WORK INSTRUCTIONS: Set each line of the data down exactly, please.

[Records drawn from a dataset]
-------------------------

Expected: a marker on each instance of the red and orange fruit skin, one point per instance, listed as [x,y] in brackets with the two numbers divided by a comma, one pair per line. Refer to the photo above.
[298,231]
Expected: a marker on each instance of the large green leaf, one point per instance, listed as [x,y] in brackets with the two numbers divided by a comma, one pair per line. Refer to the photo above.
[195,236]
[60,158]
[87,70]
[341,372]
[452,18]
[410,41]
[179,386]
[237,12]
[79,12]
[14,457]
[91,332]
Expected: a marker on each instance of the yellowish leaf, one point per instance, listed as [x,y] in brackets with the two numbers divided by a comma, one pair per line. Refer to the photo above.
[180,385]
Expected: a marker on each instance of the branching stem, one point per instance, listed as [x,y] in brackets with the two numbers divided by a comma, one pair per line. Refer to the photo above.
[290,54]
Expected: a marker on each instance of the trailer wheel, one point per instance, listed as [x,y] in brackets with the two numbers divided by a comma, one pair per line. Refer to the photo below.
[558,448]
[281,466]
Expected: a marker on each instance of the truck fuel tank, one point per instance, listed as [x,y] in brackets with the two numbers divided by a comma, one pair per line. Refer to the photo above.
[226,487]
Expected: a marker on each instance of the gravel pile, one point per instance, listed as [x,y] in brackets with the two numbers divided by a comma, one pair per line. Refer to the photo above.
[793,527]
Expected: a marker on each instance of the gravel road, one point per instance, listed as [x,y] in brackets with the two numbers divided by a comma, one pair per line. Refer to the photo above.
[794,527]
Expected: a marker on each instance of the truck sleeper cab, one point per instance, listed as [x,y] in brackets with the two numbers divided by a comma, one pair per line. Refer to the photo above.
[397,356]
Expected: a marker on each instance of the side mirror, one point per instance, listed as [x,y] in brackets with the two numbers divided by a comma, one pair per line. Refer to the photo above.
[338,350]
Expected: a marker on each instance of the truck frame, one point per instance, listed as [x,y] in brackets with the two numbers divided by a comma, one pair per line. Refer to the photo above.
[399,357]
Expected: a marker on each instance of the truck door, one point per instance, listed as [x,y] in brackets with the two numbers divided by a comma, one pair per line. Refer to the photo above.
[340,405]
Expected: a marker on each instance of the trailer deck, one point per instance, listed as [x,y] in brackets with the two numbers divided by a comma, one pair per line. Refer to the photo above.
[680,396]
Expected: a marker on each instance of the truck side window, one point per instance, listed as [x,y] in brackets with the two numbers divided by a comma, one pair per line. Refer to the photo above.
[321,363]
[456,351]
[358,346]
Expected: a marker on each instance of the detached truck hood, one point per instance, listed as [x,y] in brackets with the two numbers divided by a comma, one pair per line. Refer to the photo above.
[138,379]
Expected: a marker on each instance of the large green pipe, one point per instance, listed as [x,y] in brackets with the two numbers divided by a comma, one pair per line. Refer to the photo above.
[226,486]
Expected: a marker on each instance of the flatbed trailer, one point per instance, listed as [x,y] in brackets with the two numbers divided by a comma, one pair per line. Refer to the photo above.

-------------------------

TASK RESPONSE:
Expected: a marker on each instance of the red and orange fruit skin, one point per instance, listed as [x,y] in brackets with the two numbers divided by a comma, one pair per line. Refer to the photo above.
[298,231]
Expected: a marker on each instance of the large green leaf, one point per instance, listed as [x,y] in brackets with the two numbers divided by a comma, one pair per line. Refer to the photo above.
[195,236]
[60,158]
[87,70]
[341,372]
[452,18]
[410,41]
[179,386]
[237,12]
[79,12]
[14,457]
[91,332]
Expected: a marker on each instance of the yellowish leaf, one point per instance, listed as [x,y] in brackets with the two numbers divided by a comma, one pair per line. Refer to the photo above.
[180,385]
Expected: a marker on each instance of the branching stem, one point per instance, listed as [x,y] in brackets with the two numbers divided by a comma, one pair per line. Refer to the photo above.
[290,54]
Expected: a marker on each instance of the trailer wheel, one point per instance, listed as [x,y] in brackets with the two numbers divided by a comma, one pair per line. Refer to the photo below.
[558,448]
[281,466]
Expected: a marker on each instance of the truck fuel tank, one point per instance, listed as [x,y] in brackets with the two numbers divided by a comma, one pair per line. Refer to the photo above.
[226,487]
Expected: a marker on each instance of the gravel pile, one point per instance, listed as [x,y] in brackets with the two numbers divided by a comma, one pair per line. Refer to the photo above.
[793,527]
Expected: a marker on each instance of the gravel road, one point per instance, listed as [x,y] in brackets with the two numbers divided by a comma, one pair per line. Refer to the photo above.
[794,527]
Expected: a marker on each instance of the truck sleeper cab, one point per instance, listed as [x,y] in brackets with the two numbers divided by a comma, one pair per line. Refer to the photo above.
[397,356]
Expected: a marker on each instance of the side mirror, one point per instance, listed as [x,y] in brackets with the two numbers divided by a comma, one pair per line. Refer to the photo above.
[338,350]
Expected: a marker on each instance of the truck frame, one point per instance, listed as [x,y] in brackets with the two numbers divided by a comma, one pair per line. Refer to the photo above.
[399,357]
Expected: a marker on each instance of the truck door, one point per instance, listed as [x,y] in brackets with the two numbers divided by a comma, one pair per line. Refer to the photo above.
[340,405]
Expected: a marker on each instance of the trailer deck, one point per instance, listed as [x,y] in brackets with the two numbers divided by a comma, one pair per line. Refer to the photo above.
[680,396]
Expected: a marker on each instance of the truck side window, one point per instance, listed as [x,y] in brackets with the two numbers divided by a comma, one pair per line. Refer to the photo above.
[321,363]
[456,351]
[358,346]
Expected: a marker on each instance of the detached truck hood, one point per instance, listed as [x,y] in brackets with the two numbers divided by a comma, one pair per line. Refer to the photo above.
[138,379]
Expected: a marker on each instance of the large green pipe, one point per instance, listed as [x,y] in brackets with the two numbers divided by a comma, one pair per line. Refer to the photo above.
[226,486]
Expected: a marker on each instance of the flatbed trailer, one point per instance, listed as [x,y] in brackets with the two numbers divided by a comma, one pair per line. Refer to the photo above.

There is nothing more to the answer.